Exercise goal
Locate each line in the rows below that contains the word "arched" and copy every such line in full.

## start

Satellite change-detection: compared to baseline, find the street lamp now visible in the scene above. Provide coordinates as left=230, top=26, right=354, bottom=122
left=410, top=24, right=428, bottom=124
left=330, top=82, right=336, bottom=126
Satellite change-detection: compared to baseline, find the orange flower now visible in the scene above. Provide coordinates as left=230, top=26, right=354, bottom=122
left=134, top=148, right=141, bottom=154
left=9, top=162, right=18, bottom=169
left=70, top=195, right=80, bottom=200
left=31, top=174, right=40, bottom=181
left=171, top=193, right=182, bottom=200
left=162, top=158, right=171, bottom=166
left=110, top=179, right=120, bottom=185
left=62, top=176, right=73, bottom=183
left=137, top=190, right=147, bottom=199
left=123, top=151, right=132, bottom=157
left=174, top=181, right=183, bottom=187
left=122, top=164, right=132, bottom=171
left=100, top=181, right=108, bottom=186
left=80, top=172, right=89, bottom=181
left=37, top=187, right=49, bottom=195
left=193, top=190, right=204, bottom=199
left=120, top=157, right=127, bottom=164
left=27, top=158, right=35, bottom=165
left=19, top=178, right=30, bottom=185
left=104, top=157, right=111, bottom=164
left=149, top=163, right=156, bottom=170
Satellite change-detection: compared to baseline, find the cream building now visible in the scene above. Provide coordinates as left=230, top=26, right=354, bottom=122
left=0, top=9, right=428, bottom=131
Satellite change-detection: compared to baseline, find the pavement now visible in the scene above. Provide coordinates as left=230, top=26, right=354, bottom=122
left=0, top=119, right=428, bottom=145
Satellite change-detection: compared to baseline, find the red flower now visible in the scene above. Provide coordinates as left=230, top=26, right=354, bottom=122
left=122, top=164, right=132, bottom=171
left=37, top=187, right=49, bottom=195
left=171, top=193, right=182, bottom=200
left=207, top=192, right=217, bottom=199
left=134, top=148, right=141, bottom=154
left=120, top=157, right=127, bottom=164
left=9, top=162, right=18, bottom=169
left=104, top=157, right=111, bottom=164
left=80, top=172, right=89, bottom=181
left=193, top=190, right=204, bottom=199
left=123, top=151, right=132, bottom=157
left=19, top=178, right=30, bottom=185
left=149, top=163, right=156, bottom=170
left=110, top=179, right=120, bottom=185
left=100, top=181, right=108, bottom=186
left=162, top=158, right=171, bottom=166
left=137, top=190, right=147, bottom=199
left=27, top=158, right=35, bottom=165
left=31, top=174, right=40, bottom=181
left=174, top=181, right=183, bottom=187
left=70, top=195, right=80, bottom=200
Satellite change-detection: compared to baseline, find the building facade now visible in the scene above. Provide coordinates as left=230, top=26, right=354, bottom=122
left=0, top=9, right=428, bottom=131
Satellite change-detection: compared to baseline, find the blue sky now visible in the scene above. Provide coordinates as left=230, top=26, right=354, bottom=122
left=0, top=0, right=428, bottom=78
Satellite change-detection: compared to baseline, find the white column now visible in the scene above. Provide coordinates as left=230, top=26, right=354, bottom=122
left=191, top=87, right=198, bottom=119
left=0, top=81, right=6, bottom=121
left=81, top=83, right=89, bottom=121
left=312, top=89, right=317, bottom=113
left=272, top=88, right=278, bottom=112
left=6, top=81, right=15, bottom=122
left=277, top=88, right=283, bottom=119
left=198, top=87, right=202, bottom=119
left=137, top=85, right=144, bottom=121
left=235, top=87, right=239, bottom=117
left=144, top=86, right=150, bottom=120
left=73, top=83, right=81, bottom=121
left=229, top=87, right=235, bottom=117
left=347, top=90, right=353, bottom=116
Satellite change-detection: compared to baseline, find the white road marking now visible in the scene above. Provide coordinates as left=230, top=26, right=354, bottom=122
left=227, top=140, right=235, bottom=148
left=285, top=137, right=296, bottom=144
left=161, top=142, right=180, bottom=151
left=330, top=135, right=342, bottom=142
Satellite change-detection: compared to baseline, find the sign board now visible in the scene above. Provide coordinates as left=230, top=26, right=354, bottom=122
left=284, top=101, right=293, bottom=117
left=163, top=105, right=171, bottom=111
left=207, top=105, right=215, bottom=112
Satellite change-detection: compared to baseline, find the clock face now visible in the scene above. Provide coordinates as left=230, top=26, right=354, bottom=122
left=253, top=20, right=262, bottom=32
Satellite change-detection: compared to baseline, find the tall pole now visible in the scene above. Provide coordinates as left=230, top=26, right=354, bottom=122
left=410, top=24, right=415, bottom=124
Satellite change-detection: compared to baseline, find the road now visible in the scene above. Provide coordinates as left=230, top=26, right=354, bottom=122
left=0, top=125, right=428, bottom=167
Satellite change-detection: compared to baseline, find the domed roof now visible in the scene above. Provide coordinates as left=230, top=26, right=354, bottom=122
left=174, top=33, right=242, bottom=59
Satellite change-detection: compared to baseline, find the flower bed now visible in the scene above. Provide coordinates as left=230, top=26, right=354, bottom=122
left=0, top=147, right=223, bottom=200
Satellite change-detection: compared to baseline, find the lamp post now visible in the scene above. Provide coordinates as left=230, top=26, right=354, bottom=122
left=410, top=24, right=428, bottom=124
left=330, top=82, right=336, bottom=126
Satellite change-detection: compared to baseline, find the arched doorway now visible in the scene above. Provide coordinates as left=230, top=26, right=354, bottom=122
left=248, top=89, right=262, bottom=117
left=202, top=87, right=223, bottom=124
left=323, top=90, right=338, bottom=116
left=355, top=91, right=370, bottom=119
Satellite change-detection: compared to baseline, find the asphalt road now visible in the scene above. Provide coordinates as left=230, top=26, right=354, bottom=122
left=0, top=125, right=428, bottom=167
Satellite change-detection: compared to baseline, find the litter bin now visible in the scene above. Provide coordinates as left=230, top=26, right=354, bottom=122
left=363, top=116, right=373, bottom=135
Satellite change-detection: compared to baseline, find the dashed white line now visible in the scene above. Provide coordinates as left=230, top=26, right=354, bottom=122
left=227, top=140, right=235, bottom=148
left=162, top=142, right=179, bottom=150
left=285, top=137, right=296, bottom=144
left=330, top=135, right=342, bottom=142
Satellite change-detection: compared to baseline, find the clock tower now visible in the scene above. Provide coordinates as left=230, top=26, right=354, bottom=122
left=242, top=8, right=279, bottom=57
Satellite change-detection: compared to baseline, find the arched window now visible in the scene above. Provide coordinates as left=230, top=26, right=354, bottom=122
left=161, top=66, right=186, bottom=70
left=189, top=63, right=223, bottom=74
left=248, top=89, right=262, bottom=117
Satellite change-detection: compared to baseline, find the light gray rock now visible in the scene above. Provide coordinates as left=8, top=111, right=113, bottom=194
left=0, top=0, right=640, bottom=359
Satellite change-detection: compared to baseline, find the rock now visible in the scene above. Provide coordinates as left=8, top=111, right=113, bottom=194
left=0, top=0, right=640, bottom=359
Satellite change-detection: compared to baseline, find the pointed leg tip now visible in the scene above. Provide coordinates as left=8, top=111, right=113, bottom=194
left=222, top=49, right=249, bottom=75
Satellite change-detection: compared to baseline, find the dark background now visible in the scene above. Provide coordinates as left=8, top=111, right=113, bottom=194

## end

Solution to the exercise
Satellite change-detection: compared to baseline, find the arched doorway now visible in the scene above. Provide coordinates as left=230, top=26, right=354, bottom=122
Satellite change-detection: compared to baseline, find the arched window now visible in the scene above. Provide coordinates as left=230, top=26, right=354, bottom=122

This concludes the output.